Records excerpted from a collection
= = =

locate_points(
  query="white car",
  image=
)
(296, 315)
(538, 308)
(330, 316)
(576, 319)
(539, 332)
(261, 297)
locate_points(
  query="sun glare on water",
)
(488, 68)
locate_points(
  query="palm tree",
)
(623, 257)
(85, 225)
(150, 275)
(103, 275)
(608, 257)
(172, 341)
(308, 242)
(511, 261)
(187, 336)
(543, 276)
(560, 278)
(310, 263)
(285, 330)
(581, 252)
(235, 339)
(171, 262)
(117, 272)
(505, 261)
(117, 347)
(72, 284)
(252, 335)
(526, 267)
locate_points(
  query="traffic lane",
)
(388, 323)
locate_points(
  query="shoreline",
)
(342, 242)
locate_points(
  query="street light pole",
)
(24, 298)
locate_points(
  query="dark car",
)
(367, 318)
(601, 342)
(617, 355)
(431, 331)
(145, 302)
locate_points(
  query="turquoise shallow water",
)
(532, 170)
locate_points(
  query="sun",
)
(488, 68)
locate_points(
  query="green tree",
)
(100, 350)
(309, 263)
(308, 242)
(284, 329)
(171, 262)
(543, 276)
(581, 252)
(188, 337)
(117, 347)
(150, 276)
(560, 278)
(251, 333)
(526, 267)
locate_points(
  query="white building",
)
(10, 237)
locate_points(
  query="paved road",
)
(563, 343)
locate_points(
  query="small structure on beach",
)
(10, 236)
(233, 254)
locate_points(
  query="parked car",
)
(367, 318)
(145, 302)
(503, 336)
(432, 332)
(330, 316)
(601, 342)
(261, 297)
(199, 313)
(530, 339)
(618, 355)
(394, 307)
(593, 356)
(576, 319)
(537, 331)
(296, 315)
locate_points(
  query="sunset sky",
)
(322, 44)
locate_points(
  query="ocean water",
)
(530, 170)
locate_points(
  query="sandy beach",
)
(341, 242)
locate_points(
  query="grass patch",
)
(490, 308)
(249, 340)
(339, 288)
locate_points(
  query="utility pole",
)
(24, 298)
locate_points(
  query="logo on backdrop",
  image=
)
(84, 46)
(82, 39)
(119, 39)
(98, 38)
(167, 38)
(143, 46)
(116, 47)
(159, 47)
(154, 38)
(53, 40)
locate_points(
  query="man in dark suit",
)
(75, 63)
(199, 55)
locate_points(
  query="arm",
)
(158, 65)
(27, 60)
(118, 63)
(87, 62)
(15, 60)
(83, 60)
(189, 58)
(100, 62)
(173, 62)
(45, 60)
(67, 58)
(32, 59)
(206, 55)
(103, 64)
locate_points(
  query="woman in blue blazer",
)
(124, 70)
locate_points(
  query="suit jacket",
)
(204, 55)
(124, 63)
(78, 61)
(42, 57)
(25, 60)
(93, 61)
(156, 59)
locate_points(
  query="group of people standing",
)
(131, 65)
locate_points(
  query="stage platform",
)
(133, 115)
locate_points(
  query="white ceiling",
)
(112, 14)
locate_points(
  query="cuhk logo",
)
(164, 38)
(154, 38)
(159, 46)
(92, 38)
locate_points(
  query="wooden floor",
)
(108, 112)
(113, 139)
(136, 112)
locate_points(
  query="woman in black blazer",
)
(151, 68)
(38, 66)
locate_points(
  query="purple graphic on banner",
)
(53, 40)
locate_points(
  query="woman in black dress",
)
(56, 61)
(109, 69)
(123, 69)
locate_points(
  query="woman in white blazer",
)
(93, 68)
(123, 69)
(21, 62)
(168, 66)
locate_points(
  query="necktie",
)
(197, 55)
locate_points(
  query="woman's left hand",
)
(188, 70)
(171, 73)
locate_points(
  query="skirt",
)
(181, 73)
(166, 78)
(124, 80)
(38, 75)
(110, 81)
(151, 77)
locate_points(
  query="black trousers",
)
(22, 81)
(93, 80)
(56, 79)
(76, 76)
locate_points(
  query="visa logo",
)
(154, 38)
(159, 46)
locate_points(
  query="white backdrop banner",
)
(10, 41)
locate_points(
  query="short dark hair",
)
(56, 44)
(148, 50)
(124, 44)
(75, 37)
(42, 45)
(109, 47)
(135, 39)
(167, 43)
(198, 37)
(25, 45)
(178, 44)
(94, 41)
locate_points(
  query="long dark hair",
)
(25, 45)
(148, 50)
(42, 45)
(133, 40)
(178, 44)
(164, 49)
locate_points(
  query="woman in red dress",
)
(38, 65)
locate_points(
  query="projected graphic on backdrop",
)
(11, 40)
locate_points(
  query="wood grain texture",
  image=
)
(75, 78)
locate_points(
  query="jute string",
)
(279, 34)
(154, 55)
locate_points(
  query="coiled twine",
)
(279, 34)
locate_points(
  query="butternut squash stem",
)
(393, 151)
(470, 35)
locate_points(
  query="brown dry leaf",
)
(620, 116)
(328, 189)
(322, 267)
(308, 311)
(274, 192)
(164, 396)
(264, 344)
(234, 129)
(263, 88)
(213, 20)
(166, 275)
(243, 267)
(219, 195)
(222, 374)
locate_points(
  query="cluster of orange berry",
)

= = =

→ WHAT YOU ARE ASKED TO DO:
A complete, exact copy of the entries is required.

→ ANSWER TO THIS PROBLEM:
locate_points(
  query="white car",
  image=
)
(296, 315)
(538, 308)
(330, 316)
(576, 319)
(539, 332)
(261, 297)
locate_points(
  query="sun glare on water",
)
(488, 68)
locate_points(
  query="palm tree",
)
(623, 257)
(85, 225)
(150, 275)
(103, 275)
(608, 257)
(172, 341)
(308, 242)
(511, 261)
(187, 336)
(543, 276)
(560, 278)
(310, 263)
(285, 330)
(581, 252)
(235, 339)
(171, 262)
(117, 272)
(505, 261)
(117, 347)
(72, 284)
(252, 335)
(526, 267)
locate_points(
  query="traffic lane",
)
(388, 323)
locate_points(
  query="shoreline",
)
(342, 242)
locate_points(
  query="street light pole",
)
(24, 298)
locate_points(
  query="dark car",
)
(367, 318)
(601, 342)
(617, 355)
(431, 331)
(145, 302)
locate_points(
  query="turquoise shallow water",
)
(532, 170)
locate_points(
  query="sun",
)
(488, 68)
locate_points(
  query="green tree",
)
(100, 350)
(309, 263)
(308, 242)
(284, 329)
(171, 262)
(543, 276)
(581, 252)
(188, 337)
(117, 347)
(150, 276)
(560, 278)
(251, 333)
(526, 267)
locate_points(
  query="white building",
)
(10, 237)
locate_points(
  query="paved road",
)
(563, 343)
locate_points(
  query="small structure on beach",
)
(10, 236)
(233, 254)
locate_points(
  query="parked car",
)
(367, 318)
(145, 302)
(503, 336)
(432, 332)
(330, 316)
(601, 342)
(261, 297)
(199, 313)
(530, 339)
(618, 355)
(394, 307)
(593, 356)
(576, 319)
(537, 331)
(296, 315)
locate_points(
  query="sunset sky",
)
(322, 44)
locate_points(
  query="ocean water",
)
(530, 170)
locate_points(
  query="sandy beach",
)
(341, 242)
locate_points(
  query="grass patch",
)
(490, 308)
(249, 340)
(339, 288)
locate_points(
  query="utility pole",
)
(24, 298)
locate_points(
  query="logo on backdrop",
  image=
)
(84, 46)
(82, 39)
(119, 39)
(98, 38)
(167, 38)
(143, 46)
(116, 47)
(159, 47)
(154, 38)
(53, 40)
locate_points(
  query="man in dark suit",
)
(75, 63)
(199, 55)
locate_points(
  query="arm",
)
(158, 65)
(27, 60)
(118, 63)
(87, 62)
(15, 60)
(83, 60)
(189, 58)
(100, 62)
(173, 62)
(45, 60)
(67, 58)
(32, 59)
(206, 55)
(103, 64)
locate_points(
  query="woman in blue blazer",
)
(124, 70)
locate_points(
  query="suit jacket",
)
(204, 55)
(124, 63)
(78, 61)
(42, 57)
(25, 60)
(93, 61)
(156, 59)
locate_points(
  query="group of people standing",
)
(131, 65)
locate_points(
  query="stage platform",
)
(133, 115)
locate_points(
  query="white ceiling",
)
(112, 14)
locate_points(
  query="cuhk logo",
)
(164, 38)
(154, 38)
(159, 46)
(92, 38)
locate_points(
  query="wooden floor",
)
(108, 112)
(113, 139)
(136, 112)
locate_points(
  query="woman in black blazer",
)
(151, 68)
(38, 66)
locate_points(
  query="purple graphic on banner",
)
(53, 40)
locate_points(
  query="woman in black dress",
)
(56, 61)
(109, 69)
(123, 69)
locate_points(
  query="woman in white blazer",
)
(93, 68)
(123, 69)
(21, 62)
(168, 66)
locate_points(
  query="necktie",
)
(197, 55)
locate_points(
  query="woman's left hand",
)
(188, 70)
(171, 73)
locate_points(
  query="skirt",
)
(181, 73)
(166, 78)
(124, 80)
(38, 75)
(110, 81)
(151, 77)
locate_points(
  query="black trousers",
)
(22, 81)
(93, 80)
(56, 79)
(76, 76)
locate_points(
  query="visa logo",
)
(154, 38)
(159, 46)
locate_points(
  query="white backdrop banner",
)
(10, 41)
locate_points(
  query="short dark hair",
)
(56, 44)
(148, 50)
(124, 44)
(75, 37)
(42, 45)
(109, 47)
(135, 39)
(167, 43)
(198, 37)
(25, 45)
(178, 44)
(94, 41)
locate_points(
  query="long dark hair",
)
(25, 45)
(148, 50)
(42, 45)
(133, 40)
(178, 44)
(164, 49)
locate_points(
  query="woman in red dress",
)
(38, 65)
locate_points(
  query="projected graphic on backdrop",
)
(11, 40)
locate_points(
  query="wood grain texture",
  image=
)
(75, 78)
locate_points(
  query="jute string",
)
(279, 34)
(154, 55)
locate_points(
  query="coiled twine",
)
(279, 34)
locate_points(
  query="butternut squash stem",
)
(393, 151)
(470, 35)
locate_points(
  query="brown dry leaf",
)
(620, 116)
(328, 189)
(322, 267)
(308, 311)
(274, 192)
(164, 396)
(264, 344)
(234, 129)
(263, 88)
(213, 20)
(166, 275)
(243, 267)
(219, 195)
(222, 374)
locate_points(
  query="cluster of orange berry",
)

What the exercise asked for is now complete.